Your task >>
What follows is a set of records; repeat all of them exactly.

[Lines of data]
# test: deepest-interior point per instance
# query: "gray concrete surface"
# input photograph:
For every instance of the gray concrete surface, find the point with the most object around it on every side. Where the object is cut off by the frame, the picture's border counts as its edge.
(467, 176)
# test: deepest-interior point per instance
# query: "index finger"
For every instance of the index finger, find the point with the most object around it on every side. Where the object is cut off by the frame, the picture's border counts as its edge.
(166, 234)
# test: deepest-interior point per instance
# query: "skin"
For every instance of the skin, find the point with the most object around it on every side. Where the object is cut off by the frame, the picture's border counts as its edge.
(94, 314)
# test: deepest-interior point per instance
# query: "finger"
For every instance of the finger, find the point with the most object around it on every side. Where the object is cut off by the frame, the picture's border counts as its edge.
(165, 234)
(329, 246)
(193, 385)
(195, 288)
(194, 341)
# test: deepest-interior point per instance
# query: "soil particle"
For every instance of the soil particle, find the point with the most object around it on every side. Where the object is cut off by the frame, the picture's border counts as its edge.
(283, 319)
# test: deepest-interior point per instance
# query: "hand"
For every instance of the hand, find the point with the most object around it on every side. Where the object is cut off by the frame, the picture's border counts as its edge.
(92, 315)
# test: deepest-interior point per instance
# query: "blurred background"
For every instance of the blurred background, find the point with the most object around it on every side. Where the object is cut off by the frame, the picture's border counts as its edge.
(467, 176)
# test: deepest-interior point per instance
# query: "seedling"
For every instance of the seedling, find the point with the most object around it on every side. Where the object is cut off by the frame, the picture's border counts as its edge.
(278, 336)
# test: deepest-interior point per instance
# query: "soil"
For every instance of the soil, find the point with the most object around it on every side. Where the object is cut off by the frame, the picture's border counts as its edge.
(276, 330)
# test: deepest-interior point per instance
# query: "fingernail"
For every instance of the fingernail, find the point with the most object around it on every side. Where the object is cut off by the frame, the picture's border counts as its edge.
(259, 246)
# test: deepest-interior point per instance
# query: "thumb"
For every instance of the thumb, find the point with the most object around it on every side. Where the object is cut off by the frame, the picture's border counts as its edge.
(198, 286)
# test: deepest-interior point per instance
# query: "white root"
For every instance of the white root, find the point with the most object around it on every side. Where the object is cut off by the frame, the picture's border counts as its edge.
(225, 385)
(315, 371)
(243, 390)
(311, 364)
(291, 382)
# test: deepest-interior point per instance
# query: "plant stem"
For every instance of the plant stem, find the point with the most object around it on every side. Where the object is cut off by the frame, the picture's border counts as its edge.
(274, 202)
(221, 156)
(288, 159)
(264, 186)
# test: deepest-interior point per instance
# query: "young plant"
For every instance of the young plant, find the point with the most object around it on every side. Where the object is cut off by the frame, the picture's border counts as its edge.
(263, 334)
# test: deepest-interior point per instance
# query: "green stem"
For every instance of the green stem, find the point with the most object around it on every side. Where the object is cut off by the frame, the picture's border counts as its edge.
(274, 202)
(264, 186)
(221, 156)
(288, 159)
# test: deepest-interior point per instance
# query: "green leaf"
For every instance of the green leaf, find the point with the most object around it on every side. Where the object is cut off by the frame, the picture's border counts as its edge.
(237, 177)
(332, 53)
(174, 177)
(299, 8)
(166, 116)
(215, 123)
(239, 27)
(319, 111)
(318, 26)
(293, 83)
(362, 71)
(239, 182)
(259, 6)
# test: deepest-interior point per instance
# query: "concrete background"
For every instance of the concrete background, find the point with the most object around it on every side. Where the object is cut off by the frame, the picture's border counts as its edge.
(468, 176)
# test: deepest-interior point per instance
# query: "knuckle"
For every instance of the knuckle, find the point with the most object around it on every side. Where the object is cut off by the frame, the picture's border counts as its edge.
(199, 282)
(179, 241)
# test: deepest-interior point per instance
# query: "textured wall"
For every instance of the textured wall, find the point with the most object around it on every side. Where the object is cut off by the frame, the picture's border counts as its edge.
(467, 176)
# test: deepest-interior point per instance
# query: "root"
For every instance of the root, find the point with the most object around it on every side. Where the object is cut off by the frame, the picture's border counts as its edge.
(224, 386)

Written reply >>
# test: deepest-interior point per instance
# query: "gray concrete surface"
# input photograph:
For every instance of the gray concrete surface, find the point with the most object around it on every side. Where the object is cut off by the frame, the picture's border counts as its edge.
(467, 176)
# test: deepest-interior point per instance
# query: "index finger"
For every instance of the index finger, find the point with the most object around it on every side. Where the object is cut off by the frame, the picture's border counts as its edge.
(166, 234)
# test: deepest-interior point per instance
# query: "skin"
For every instance of the skin, find the point with the most object around it on every side. Where the object is cut off by the frame, the picture's border counts as its edge.
(94, 314)
# test: deepest-interior point per instance
# query: "finger"
For every instance of the finger, find the point with the most object around it on every side. Where the object is cut off by the frame, the picture's border counts as its edge.
(165, 234)
(329, 246)
(193, 385)
(195, 288)
(194, 341)
# test: deepest-interior point per instance
# query: "soil particle"
For every instance of the soil particle, find the point with the most object around it on every side. Where the object is cut off by the frame, the picture's border counts as its edge.
(283, 319)
# test: deepest-interior point per instance
# query: "hand"
For every instance of the hand, find the point with the most object around it on every side. Where the object is cut off by the frame, the picture's border counts as its edge.
(92, 315)
# test: deepest-interior point per instance
# query: "blurred background"
For every instance of the blurred background, find the point with the most object around it on every side. Where the object is cut off by the frame, the picture's border counts as its edge.
(467, 176)
# test: deepest-interior point per instance
# query: "seedling"
For every instance of the seedling, find the point with the most object around it on every side. Where the object is cut off by the frame, the picture's border counts as its edge.
(278, 336)
# test: deepest-interior point per instance
# query: "soil"
For every instance of the soil, find the point with the most object around it on every side. Where the object is cut off by the frame, the picture's border counts as its edge.
(276, 330)
# test: deepest-interior point per instance
# query: "fingernail"
For every instance of the fingernail, find the point with the most object around it on every side. Where the object is cut off by the frame, the picture's border counts as its edge.
(259, 246)
# test: deepest-interior point per instance
# query: "thumb"
For every instance of the thumb, find the point with the most object around it on every side. Where the object is cut off by the frame, the picture's border counts as its edge.
(198, 286)
# test: deepest-interior point per instance
# query: "white root"
For every instance of the white root, find the point with the most object around it on every side. Where the object is cut off by the frame, the picture's border counts as its edge.
(225, 385)
(315, 371)
(243, 390)
(311, 364)
(291, 382)
# test: deepest-interior point per instance
# query: "plant stem"
For every instance of the plant stem, find the point with the most object around it on every side. Where the object is cut off by the frame, the picture's border counts as its edge.
(274, 202)
(221, 156)
(288, 159)
(264, 186)
# test: deepest-interior point per instance
# query: "young plant"
For every instance of the young plant, find the point with the most object around it on every side. Where the object is cut off by the frame, the picture's border counts as its edge.
(263, 334)
# test: deepest-interior point per instance
# query: "green stem"
For every instance of the green stem, find the point with the most object around it on every side. Where the object is cut off by the frame, the picture's border counts as its edge.
(274, 202)
(264, 186)
(221, 156)
(288, 159)
# test: deepest-interior point per instance
# query: "green leaf"
For every instance of the green leaf, find the point with the most object around it on every side. Where the object is cut off by the frame, the picture's border counts as its edge.
(237, 177)
(332, 53)
(174, 177)
(299, 8)
(166, 116)
(215, 123)
(239, 27)
(319, 111)
(318, 26)
(293, 83)
(362, 71)
(239, 182)
(259, 6)
# test: deepest-interior point per instance
# query: "concrete background"
For every instance of the concrete background, find the point with the most object around it on every side. Where the object is cut off by the frame, the picture's border counts as its edge.
(468, 176)
# test: deepest-interior point per instance
# query: "knuckle"
For every instance of the knuckle, find the point with the most object around it on every side. Where the object is cut off by the frame, the picture's border counts as its edge.
(199, 282)
(179, 241)
# test: deepest-interior point per instance
# query: "textured wall"
For every instance of the textured wall, find the point with the most object around it on every side. Where the object is cut off by the frame, the picture's border counts as its edge.
(467, 176)
# test: deepest-interior point per instance
# query: "root"
For every instance of the root, find the point with the most object around it on every side. Where the object is cut off by the frame, the picture's border counts as its edge.
(224, 386)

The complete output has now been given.